Work required: Pull out each line of the records below that contains the string "blue". Case counts, so only lines with those exact letters in that case qualify.

=-=-=-=-=

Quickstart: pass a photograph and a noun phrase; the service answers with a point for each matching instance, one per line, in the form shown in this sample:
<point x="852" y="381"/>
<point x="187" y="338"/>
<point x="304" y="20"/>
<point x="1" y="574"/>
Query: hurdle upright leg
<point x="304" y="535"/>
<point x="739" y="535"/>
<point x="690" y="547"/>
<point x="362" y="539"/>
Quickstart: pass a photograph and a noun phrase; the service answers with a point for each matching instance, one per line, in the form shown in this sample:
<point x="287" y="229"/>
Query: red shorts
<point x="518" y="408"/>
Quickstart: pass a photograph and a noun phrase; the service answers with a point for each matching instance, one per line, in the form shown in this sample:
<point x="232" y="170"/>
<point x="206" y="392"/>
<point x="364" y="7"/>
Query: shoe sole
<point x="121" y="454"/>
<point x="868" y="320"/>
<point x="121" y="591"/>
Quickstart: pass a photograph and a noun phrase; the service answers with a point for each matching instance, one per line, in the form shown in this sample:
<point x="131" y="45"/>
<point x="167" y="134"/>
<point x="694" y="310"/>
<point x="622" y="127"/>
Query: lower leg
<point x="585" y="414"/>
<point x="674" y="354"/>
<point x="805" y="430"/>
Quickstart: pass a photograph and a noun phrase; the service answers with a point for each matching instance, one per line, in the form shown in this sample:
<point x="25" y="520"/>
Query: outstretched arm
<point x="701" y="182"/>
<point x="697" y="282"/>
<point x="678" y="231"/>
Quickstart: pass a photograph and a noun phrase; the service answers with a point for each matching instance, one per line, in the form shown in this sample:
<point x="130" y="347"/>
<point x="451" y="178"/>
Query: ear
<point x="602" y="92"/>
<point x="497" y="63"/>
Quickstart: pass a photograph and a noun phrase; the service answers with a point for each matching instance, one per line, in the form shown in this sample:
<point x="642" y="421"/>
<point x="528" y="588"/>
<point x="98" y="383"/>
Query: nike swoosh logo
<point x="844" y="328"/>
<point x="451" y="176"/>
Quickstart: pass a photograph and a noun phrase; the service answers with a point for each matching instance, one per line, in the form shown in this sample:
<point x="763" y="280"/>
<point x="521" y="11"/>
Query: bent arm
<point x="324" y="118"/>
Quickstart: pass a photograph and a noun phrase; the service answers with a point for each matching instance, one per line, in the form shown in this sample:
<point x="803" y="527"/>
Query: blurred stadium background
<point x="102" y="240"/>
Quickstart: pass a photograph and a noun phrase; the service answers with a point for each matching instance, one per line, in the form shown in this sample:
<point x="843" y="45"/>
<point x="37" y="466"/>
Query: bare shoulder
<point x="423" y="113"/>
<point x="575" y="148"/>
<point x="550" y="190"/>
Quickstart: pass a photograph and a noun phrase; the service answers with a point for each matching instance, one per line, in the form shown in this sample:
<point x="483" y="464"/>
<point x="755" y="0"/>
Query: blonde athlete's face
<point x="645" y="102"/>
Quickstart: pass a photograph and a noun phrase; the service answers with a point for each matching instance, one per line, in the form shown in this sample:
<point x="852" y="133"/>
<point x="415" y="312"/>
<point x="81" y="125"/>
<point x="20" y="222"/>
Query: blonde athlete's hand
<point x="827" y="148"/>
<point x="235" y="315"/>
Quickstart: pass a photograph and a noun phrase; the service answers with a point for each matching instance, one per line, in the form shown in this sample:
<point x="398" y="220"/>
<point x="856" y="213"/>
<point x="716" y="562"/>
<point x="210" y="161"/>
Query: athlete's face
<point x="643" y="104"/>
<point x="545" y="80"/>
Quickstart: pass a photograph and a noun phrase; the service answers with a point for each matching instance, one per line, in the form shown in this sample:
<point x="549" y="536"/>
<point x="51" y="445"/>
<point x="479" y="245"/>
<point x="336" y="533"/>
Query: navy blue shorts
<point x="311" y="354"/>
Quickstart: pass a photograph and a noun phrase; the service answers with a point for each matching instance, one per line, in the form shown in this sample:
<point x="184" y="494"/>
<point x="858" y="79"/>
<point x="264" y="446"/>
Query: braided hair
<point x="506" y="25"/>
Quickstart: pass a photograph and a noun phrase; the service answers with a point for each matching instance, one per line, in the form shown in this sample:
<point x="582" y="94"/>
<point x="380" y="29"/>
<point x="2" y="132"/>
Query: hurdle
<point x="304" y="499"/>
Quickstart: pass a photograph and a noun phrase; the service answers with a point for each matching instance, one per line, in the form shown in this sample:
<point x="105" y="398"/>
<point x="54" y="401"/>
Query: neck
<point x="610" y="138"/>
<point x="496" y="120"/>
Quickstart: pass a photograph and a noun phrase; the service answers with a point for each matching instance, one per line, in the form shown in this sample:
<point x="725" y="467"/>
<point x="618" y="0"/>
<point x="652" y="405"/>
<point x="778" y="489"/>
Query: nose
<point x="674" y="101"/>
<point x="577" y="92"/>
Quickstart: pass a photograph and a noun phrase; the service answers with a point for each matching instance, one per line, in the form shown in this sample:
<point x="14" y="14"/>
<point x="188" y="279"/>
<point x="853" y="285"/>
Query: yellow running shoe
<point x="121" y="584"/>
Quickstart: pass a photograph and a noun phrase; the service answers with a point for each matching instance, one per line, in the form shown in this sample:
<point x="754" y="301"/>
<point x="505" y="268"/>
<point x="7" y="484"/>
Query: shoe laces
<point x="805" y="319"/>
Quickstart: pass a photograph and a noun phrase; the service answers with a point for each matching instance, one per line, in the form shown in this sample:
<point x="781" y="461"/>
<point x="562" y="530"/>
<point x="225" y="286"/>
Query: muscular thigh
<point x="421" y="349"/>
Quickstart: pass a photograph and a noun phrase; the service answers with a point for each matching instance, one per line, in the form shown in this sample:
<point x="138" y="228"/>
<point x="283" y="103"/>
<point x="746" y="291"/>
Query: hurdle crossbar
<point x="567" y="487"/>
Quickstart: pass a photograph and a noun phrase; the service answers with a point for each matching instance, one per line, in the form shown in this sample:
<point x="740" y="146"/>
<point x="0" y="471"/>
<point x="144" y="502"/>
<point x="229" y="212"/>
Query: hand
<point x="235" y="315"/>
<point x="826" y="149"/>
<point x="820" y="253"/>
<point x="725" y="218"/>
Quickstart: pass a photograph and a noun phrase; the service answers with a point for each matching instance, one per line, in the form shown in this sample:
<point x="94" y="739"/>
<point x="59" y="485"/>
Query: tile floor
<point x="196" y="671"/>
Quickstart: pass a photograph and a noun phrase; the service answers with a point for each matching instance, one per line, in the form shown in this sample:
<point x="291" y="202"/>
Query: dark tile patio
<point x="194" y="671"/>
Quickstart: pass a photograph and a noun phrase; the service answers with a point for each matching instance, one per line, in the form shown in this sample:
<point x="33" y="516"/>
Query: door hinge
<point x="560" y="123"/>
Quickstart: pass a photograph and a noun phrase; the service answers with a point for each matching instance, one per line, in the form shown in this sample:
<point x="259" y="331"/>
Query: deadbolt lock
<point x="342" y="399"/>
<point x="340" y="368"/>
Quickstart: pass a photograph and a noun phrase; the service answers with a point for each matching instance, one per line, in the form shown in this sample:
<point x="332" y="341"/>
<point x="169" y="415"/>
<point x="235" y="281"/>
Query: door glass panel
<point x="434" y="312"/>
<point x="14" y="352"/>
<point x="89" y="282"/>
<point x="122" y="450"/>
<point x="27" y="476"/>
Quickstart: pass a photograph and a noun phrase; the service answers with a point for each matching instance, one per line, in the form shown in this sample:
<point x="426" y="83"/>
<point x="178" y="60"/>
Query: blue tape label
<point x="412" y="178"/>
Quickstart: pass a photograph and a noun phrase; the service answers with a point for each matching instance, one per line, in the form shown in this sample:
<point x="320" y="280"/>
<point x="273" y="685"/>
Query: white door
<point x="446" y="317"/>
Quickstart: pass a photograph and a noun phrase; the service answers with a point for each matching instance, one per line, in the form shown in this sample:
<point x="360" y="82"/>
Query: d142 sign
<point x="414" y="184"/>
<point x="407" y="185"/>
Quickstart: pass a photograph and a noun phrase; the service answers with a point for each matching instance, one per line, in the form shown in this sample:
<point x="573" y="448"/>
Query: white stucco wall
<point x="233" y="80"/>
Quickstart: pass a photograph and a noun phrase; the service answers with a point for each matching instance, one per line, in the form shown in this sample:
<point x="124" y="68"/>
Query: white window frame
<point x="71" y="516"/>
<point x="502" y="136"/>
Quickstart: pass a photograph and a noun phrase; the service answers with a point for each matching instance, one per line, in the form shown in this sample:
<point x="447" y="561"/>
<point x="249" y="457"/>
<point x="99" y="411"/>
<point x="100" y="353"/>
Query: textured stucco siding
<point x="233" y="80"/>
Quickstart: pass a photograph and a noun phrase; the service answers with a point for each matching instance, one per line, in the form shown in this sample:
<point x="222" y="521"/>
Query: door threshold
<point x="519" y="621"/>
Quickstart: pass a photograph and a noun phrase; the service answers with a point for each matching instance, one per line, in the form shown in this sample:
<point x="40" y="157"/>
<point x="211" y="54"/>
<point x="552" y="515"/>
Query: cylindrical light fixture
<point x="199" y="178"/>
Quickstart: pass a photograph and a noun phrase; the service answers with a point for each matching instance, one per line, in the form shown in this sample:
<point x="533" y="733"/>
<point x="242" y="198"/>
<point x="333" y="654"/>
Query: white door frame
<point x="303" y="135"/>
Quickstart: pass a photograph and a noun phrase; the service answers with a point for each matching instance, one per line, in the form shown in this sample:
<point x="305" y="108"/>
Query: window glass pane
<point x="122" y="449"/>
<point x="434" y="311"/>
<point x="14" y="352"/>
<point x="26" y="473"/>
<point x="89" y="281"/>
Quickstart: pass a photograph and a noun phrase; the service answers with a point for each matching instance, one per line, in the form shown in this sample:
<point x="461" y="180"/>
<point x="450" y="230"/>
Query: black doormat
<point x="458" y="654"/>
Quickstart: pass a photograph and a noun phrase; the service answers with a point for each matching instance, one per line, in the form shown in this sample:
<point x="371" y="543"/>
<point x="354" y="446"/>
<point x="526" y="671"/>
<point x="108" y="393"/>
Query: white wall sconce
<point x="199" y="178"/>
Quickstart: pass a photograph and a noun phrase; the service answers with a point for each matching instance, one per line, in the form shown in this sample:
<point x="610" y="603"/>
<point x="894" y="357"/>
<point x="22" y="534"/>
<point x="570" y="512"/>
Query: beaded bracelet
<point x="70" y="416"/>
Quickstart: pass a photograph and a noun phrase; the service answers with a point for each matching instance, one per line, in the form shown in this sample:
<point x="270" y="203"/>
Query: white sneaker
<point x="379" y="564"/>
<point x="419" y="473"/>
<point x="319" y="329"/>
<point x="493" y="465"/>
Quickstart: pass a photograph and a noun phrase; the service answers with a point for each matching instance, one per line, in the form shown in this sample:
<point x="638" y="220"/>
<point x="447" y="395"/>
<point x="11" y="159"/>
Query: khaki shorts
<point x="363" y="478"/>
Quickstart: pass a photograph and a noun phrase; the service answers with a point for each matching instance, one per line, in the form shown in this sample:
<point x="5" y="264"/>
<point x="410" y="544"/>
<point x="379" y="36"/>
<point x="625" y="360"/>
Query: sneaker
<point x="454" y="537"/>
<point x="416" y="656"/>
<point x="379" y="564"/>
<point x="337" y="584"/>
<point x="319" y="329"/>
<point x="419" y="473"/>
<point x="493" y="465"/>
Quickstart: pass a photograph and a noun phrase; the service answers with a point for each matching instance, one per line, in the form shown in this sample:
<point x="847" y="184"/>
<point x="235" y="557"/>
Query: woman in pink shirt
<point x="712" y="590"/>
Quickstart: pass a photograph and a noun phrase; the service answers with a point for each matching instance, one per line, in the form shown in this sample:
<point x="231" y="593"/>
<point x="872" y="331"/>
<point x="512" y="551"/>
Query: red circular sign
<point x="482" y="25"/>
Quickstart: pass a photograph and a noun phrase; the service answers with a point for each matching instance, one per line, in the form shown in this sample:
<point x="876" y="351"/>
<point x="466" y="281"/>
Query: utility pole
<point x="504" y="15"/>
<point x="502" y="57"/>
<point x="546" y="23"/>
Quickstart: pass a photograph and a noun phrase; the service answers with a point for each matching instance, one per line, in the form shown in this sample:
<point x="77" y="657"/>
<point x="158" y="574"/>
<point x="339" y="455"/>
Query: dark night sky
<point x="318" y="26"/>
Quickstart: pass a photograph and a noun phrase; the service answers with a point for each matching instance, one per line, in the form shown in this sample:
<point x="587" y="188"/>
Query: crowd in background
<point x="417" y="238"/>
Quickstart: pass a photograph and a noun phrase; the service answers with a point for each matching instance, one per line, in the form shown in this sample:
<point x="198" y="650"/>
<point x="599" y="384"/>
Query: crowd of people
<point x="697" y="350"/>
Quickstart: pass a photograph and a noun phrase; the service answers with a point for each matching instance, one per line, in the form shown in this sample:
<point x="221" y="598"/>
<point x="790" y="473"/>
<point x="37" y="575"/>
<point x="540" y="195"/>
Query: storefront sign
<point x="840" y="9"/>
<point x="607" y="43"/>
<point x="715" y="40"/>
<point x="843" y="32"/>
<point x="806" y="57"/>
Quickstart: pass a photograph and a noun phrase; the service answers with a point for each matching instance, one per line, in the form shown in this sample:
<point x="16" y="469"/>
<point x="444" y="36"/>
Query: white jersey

=-=-=-=-=

Exercise output:
Query: navy blue shorts
Query: blue tape label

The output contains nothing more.